-- start Text --

In connection with the proposed transaction between ADTRAN and ADVA, Acorn HoldCo has filed the Registration Statement with the SEC and ADTRAN has filed the Proxy Statement/Prospectus with the SEC. The Registration Statement was declared effective by the SEC on December 2, 2021 and ADTRAN commenced mailing the Proxy Statement/Prospectus to its stockholders in connection with the vote to approve the merger of ADTRAN and a direct wholly-owned subsidiary of Acorn HoldCo. Acorn HoldCo has also filed an offer document with German Federal Financial Supervisory Authority (Bundesanstalt für Finanzdienstleistungsaufsicht—“BaFin”), the publication of which has been approved by BaFin and which has been published. The consummation of any transaction will be subject to regulatory approvals and other customary closing conditions.
INVESTORS AND SECURITY HOLDERS OF ADTRAN AND ADVA ARE URGED TO READ THE PROXY STATEMENT/PROSPECTUS, THE OFFER DOCUMENT AND OTHER DOCUMENTS FILED WITH THE SEC CAREFULLY AND IN THEIR ENTIRETY BECAUSE THEY CONTAIN OR WILL CONTAIN IMPORTANT INFORMATION.
The voluntary exchange offer by Acorn HoldCo for all ADVA shares pursuant to the German Securities Acquisition and Trading Act (the “Offer”) is published exclusively under the laws of the Federal Republic of Germany (“Germany”) and certain applicable provisions of the securities laws of the United States of America. Any contract concluded based on the Offer will be exclusively governed by the laws of Germany and is to be interpreted in accordance with such laws.

-- end Text --
-- start Provided records --

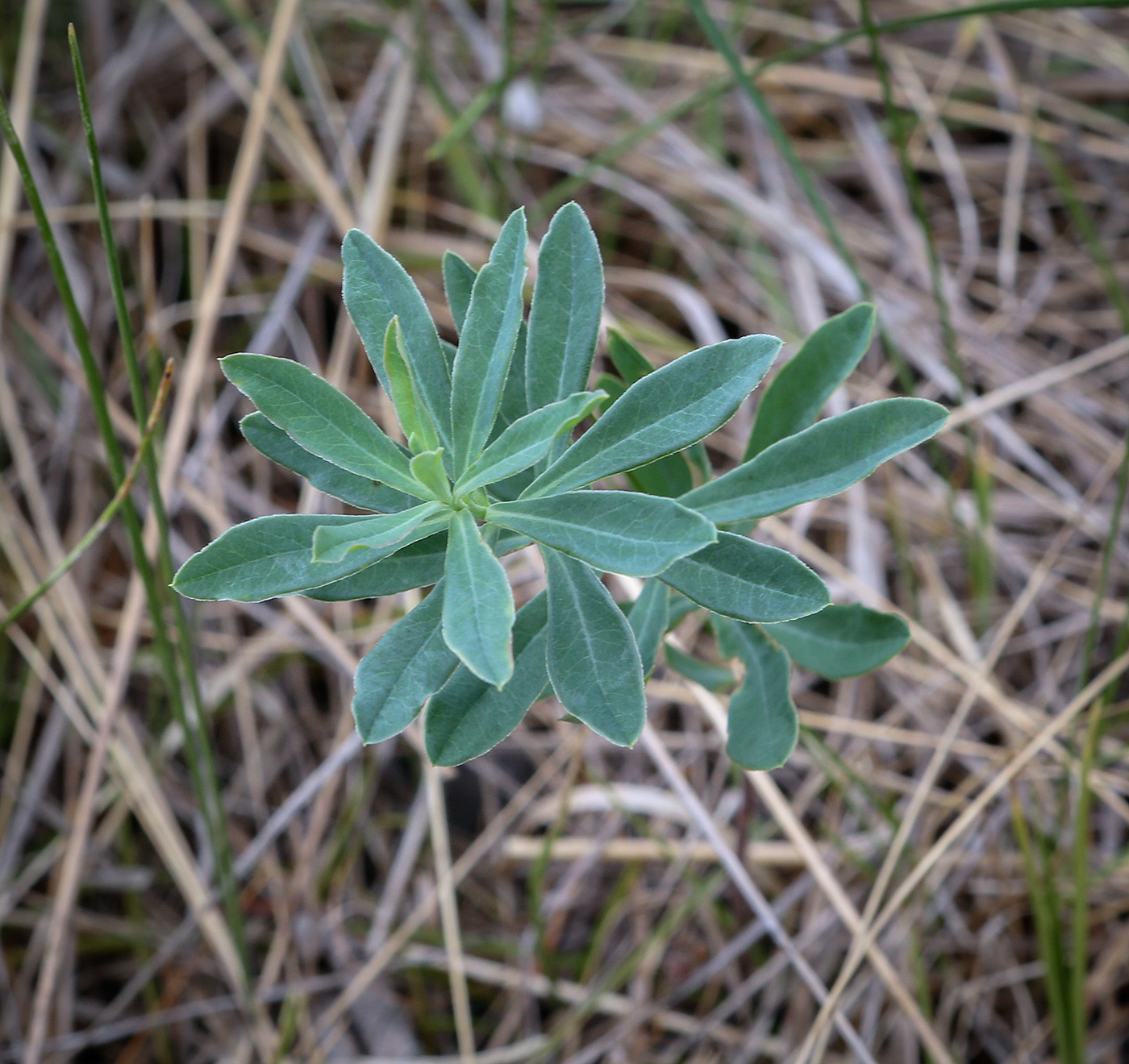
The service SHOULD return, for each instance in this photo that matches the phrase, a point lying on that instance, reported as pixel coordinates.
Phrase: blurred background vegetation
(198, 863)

-- end Provided records --
-- start Provided records --

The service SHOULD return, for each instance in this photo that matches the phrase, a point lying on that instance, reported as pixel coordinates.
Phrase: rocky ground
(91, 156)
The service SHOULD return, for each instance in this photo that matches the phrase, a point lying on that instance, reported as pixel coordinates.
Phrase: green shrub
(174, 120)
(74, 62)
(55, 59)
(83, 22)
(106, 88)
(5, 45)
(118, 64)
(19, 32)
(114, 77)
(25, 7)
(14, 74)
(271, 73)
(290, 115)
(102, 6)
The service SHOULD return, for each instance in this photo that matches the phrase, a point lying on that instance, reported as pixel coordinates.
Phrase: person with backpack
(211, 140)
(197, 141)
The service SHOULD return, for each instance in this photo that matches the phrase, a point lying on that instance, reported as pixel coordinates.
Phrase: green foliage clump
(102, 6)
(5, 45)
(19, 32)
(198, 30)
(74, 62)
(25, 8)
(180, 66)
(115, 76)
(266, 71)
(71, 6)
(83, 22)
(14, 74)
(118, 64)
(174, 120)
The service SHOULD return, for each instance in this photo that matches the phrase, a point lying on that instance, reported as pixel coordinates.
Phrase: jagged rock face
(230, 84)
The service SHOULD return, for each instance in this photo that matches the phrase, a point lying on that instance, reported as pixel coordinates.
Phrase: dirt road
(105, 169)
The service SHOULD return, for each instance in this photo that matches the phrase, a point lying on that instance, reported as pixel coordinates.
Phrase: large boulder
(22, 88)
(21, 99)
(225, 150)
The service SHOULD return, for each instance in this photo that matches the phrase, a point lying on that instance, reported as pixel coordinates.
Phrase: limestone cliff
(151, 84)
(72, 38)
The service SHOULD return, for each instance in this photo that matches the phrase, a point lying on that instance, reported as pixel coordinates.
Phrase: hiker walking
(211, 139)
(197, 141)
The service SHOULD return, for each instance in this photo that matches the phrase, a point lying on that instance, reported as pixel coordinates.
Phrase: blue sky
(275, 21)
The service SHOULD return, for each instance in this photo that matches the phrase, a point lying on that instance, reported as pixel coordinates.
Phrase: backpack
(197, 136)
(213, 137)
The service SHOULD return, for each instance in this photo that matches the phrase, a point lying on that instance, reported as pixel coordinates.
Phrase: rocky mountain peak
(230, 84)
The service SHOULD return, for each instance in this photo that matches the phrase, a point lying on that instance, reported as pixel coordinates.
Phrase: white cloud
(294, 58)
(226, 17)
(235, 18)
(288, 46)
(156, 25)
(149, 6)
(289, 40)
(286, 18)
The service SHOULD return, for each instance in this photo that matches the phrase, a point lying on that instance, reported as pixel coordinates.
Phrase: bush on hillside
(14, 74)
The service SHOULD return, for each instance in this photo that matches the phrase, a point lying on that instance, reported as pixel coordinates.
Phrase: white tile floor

-- end Provided records --

Written request A:
Answer these about the notice on the ADTRAN and ADVA transaction, one line each:
(i) On what date did the SEC declare the Registration Statement effective?
(ii) With which German authority did Acorn HoldCo file an offer document?
(iii) The laws of which country will exclusively govern any contract concluded based on the Offer?
Written request B:
Please pick up the notice on the ADTRAN and ADVA transaction after its last sentence and continue it in the same style.

Right answer A:
(i) December 2, 2021
(ii) The German Federal Financial Supervisory Authority (Bundesanstalt für Finanzdienstleistungsaufsicht, "BaFin")
(iii) Germany

Right answer B:
Investors and security holders are able to obtain free copies of the Proxy Statement/Prospectus and other documents filed with the SEC by ADTRAN or Acorn HoldCo through the website maintained by the SEC at http://www.sec.gov. Copies of the documents filed with the SEC by ADTRAN are available free of charge at https://investors.adtran.com/ under the heading “SEC Filings”. Furthermore, the German language version of the offer document has been published by way of announcement on the internet at www.acorn-offer.com and by keeping available copies free of charge at the settlement agent. You are also able to obtain a copy of the non-binding English translation of the offer document, which has not been reviewed by BaFin, on the internet at www.acorn-offer.com.
Certain Information Regarding Participants
ADTRAN and Acorn HoldCo and their respective directors and executive officers may be deemed to be participants in the solicitation of proxies from ADTRAN’s stockholders in respect of the proposed Business Combination. Information regarding the persons who may, under the rules of the SEC, be deemed participants in the solicitation of the shareholders of ADTRAN in connection with the proposed business combination, including a description of their direct or indirect interests, by security holdings or otherwise, are set forth in the Proxy Statement/Prospectus filed with the SEC. Information regarding the directors and executive officers of ADTRAN is contained in ADTRAN’s Annual Report on Form 10-K for the year ended December 31, 2020 and its Proxy Statement on Schedule 14A, dated March 30, 2021, which are filed with the SEC and can be obtained free of charge from the sources indicated above.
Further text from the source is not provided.